→ Document section:

Moanin' in the Moonlight is a compilation album and the first album by American blues artist Howlin' Wolf, released by Chess Records in 1959. It contains songs previously issued as singles, including one of his best-known, "Smokestack Lightning". Rolling Stone ranked it number 477 on its 2020 list of "the 500 Greatest Albums of All Time".

Recording and production 
The two earliest songs on Moanin' in the Moonlight were "Moanin' at Midnight" and "How Many More Years". These two songs and 'All Night Boogie', were recorded in Memphis, the first two at Sam Phillips' Memphis Recording Service in Memphis, Tennessee in July 1951, and, 'All Night Boogie', the last track on side one, in Memphis in 1953. These songs were sold to the Chess brothers, Leonard and Phil, who released them on two singles (Chess 1479 and Chess 1557), the first two titles being released on August 15, 1951. The rest of the songs on the album were recorded in Chicago, Illinois and were produced by either the Chess brothers and/or Willie Dixon.

Artwork, packaging, and promotion 
The original version of Moanin' in the Moonlight featured cover artwork by Don S. Bronstein and sleeve notes by Billboard editor Paul Ackerman. The label pressings from the original series have different colors on it because several pressing plants were used.

The album was featured on an advertisement in Billboard magazine on August 10, 1959, which misprinted the album's title as Howlin' at Midnite.

→ Source data:
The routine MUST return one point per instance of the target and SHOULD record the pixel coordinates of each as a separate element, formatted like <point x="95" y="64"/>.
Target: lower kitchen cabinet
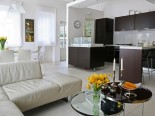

→ Task requirements:
**a)** Rewrite the part of the album article that opens with the words containing "Artwork, packaging, and" and closes with "plants were used.", renaming "sleeve notes" as "liner notes".
**b)** Extend the album article past its final sentence.
The lines have no role in any of this.

→ The replies:
**a)**
Artwork, packaging, and promotion 
The original version of Moanin' in the Moonlight featured cover artwork by Don S. Bronstein and liner notes by Billboard editor Paul Ackerman. The label pressings from the original series have different colors on it because several pressing plants were used.

**b)**
Accolades 
In 1987, Moanin' in the Moonlight was given a W.C. Handy Award in the "Vintage/Reissue Album (US)" category. Rolling Stone magazine ranked the album number 477 on its 2020 list of the 500 Greatest Albums of All Time. Robert Palmer has cited "How Many More Years" (recorded May 1951) as the first record to feature a distorted power chord, played by Willie Johnson on the electric guitar.

Track listing 

All songs written by Chester Burnett, except when noted. (Although the original 1959 LP, and the UK Chess 1965 issue credited all compositions to 'C. Burnett' [Howlin' Wolf].)

Side one
 "Moanin' at Midnight" – 2:58
 "How Many More Years" – 2:42
 "Smokestack Lightnin'" – 3:07
 "Baby How Long" – 2:56
 "No Place to Go" – 2:59
 "All Night Boogie" – 2:12

Side two
 "Evil" – 2:55 (Willie Dixon)
 "I'm Leavin' You" – 3:01
 "Moanin' for My Baby" – 2:47
 "I Asked for Water (She Gave Me Gasoline)" – 2:53
 "Forty-Four" – 2:51 (Roosevelt Sykes, credited to Burnett)
 "Somebody in My Home" – 2:27

Personnel 
The following people contributed to Moanin' in the Moonlight:
 Howlin' Wolfvocals, harmonica
 Willie Johnsonguitar
 Willie Steeledrums
 Ike Turnerpiano on "Moanin' at Midnight" and "How Many More Years"
 Hubert Sumlin – guitar
 Hosea Lee Kennard – piano
 Willie Dixon – double bass, producer
 Earl Phillips – drums
 Jody Williams – guitar
 Otis Spann – piano
 Lee Cooper – guitar on "No Place to Go"
 Fred Below – drums on "All Night Boogie"
 S. P. Leary – drums on "I'm leaving You"
 Adolph "Billy" Dockins – tenor saxophone on "Moanin' for My Baby"
 Otis "Smokey" Smothers – guitar on "I Asked for Water (She Gave Me Gasoline)"
 Sam Phillips – producer on "Moanin' at Midnight" and "How Many More Years"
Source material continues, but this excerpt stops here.